- **DOCUMENT EXCERPT**:

◆ ◆ ◆

Rob's mom, Jean, called me tonight to get the real scoop on Rob. She spoke to Rob and Kate this morning, but she wasn't sure she got the whole story.
I told her that since I was not in the van behind Rob, I was in no position to contradict what they were telling her.
Jeanie does know, however, that I have crewed for all of Rob's previous races and know how to read the numbers and read between the lines. So this is what I said to her:
He's slower than he planned and he's had some pretty serious challenges thrown at him. So far, he has stiff-armed each of those challenges and is staying on the bike and is improving.
His goal of finishing Tuesday is almost certainly out of the question and he knows that. Rob is smarter than all of us put together and even he, with his addled, sleep-deprived brain, knows the score. He's been at this game since 1994.

◆ ◆ ◆

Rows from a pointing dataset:
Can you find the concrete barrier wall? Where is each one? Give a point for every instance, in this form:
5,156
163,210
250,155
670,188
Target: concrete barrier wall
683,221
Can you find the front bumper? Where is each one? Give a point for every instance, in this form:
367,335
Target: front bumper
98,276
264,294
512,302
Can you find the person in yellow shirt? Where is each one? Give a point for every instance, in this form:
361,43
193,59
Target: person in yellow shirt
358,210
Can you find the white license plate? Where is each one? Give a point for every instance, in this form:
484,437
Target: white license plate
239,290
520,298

◆ ◆ ◆

- **STATED PROBLEM**: Copy out the entire update on Rob's race from the top of the page, word for word, with no changes.

- **THE ANSWER**:
Rob's mom, Jean, called me tonight to get the real scoop on Rob. She spoke to Rob and Kate this morning, but she wasn't sure she got the whole story.
I told her that since I was not in the van behind Rob, I was in no position to contradict what they were telling her.
Jeanie does know, however, that I have crewed for all of Rob's previous races and know how to read the numbers and read between the lines. So this is what I said to her:
He's slower than he planned and he's had some pretty serious challenges thrown at him. So far, he has stiff-armed each of those challenges and is staying on the bike and is improving.
His goal of finishing Tuesday is almost certainly out of the question and he knows that. Rob is smarter than all of us put together and even he, with his addled, sleep-deprived brain, knows the score. He's been at this game since 1994.